### TASK LIST
1) Using the CI pipeline text, say whether each statement agrees with it: (a) the dev shell pins Rust 1.95.0; (b) this decision record is kept in `docs/website/adr/`; (c) the Gitea Actions runner had already seen long use. Answer each with yes or no and the deciding words from the text, quoted exactly.
2) Reproduce the records unchanged, beginning with the line that contains "Shelf-audit tagging: for every instance of the concrete building" and stopping after the line that contains "x=490, y=317".

── SELECTION ──

This ADR records the **CI/release pipeline**. The **dev/build environment it
runs on** — the nix flake (devShell + reproducible build, pinned Rust 1.95.0)
— is **ADR-ci-002** (relocated here from main's ADR-0049); this ADR builds on
it rather than restating it.
> **Namespacing.** Kept in `docs/ci/adr/` (id `ADR-ci-001`), disjoint from
> `main`'s integer ADR sequence, mirroring the website subproject's
> `docs/website/adr/`. This avoids the cross-branch number collisions that
> previously forced website ADRs to be renumbered (see that namespace's
> history note and ADR-0000 "Numbering discipline").
## Context
The project is near feature-complete and needs CI (`requirements.md` **TT5**;
the **CI** item in the deferred list) and a release path for its distributed
binaries (**D1**/**D2**/**D3**). The self-hosted Gitea instance
(`git.lazyeval.net`) has its Actions runner freshly set up — a first-time
in-anger use — with a DinD-capable setup and a reusable `docker-build`
template, exercised by a handful of sample workflows.

───
── EXTRACTED MATERIAL ──

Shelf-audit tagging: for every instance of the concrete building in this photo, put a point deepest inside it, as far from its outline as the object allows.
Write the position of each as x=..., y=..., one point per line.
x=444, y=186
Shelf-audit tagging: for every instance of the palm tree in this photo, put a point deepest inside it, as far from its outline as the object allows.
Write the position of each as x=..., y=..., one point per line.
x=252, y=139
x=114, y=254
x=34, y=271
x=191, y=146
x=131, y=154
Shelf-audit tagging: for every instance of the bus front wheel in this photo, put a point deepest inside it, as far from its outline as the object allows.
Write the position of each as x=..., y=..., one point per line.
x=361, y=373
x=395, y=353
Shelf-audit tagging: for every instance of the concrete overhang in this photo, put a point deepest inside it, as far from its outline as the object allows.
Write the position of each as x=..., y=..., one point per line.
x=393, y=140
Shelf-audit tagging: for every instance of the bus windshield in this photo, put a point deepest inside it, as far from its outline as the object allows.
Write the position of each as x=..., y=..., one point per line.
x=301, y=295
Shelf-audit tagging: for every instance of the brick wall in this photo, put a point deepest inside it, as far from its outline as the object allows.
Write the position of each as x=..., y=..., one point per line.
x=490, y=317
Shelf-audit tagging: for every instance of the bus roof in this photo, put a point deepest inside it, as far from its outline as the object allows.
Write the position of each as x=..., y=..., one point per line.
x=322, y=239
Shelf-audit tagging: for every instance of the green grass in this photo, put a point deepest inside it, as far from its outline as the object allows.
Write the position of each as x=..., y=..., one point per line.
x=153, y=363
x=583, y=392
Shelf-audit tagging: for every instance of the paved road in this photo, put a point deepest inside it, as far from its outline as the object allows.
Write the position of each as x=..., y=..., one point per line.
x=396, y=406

───
── EXTRACTED MATERIAL ──

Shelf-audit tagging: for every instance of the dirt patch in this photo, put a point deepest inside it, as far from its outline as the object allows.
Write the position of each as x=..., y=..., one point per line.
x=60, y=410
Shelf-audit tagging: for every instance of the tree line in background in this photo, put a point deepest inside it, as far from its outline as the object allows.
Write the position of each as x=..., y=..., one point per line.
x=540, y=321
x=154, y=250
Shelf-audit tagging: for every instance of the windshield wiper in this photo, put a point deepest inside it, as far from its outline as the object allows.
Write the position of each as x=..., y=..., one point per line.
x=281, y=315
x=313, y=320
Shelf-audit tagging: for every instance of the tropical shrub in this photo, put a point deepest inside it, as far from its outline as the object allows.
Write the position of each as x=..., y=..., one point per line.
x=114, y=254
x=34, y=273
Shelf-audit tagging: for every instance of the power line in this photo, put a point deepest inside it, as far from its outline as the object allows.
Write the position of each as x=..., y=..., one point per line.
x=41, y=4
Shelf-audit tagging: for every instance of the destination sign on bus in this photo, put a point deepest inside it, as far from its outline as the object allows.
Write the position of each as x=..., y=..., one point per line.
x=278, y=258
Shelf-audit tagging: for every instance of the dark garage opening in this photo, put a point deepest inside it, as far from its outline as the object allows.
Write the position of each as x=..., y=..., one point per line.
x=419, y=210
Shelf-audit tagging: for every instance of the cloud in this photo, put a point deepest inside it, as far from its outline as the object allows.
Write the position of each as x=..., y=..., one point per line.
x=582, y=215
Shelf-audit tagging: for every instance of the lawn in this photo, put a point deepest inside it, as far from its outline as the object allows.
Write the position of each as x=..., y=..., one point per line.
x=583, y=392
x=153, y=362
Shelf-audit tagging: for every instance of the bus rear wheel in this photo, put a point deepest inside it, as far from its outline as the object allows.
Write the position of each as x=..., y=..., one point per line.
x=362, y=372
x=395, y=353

───

### EXERCISE ANSWERS
1)
(a) Yes: "pinned Rust 1.95.0"
(b) No: "Kept in `docs/ci/adr/` (id `ADR-ci-001`)"
(c) No: "freshly set up — a first-time in-anger use"

2)
Shelf-audit tagging: for every instance of the concrete building in this photo, put a point deepest inside it, as far from its outline as the object allows.
Write the position of each as x=..., y=..., one point per line.
x=444, y=186
Shelf-audit tagging: for every instance of the palm tree in this photo, put a point deepest inside it, as far from its outline as the object allows.
Write the position of each as x=..., y=..., one point per line.
x=252, y=139
x=114, y=254
x=34, y=271
x=191, y=146
x=131, y=154
Shelf-audit tagging: for every instance of the bus front wheel in this photo, put a point deepest inside it, as far from its outline as the object allows.
Write the position of each as x=..., y=..., one point per line.
x=361, y=373
x=395, y=353
Shelf-audit tagging: for every instance of the concrete overhang in this photo, put a point deepest inside it, as far from its outline as the object allows.
Write the position of each as x=..., y=..., one point per line.
x=393, y=140
Shelf-audit tagging: for every instance of the bus windshield in this photo, put a point deepest inside it, as far from its outline as the object allows.
Write the position of each as x=..., y=..., one point per line.
x=301, y=295
Shelf-audit tagging: for every instance of the brick wall in this photo, put a point deepest inside it, as far from its outline as the object allows.
Write the position of each as x=..., y=..., one point per line.
x=490, y=317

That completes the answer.